- Problem details: Repeat the stretch from the line that contains "the officer wearing" through the end of the entries below, keeping every character unchanged and including both ends.

- Data entries:
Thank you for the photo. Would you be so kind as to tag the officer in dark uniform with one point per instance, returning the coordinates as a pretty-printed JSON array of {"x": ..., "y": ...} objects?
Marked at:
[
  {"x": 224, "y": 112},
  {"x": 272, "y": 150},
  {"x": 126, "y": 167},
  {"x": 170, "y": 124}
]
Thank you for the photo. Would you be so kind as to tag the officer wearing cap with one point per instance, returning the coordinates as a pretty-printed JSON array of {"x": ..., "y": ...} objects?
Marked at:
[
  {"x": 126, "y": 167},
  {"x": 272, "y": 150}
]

- Solution to this task:
Thank you for the photo. Would you be so kind as to tag the officer wearing cap with one point per instance, returning the coordinates as a pretty-printed JSON array of {"x": ..., "y": ...} objects?
Marked at:
[
  {"x": 126, "y": 167},
  {"x": 272, "y": 150}
]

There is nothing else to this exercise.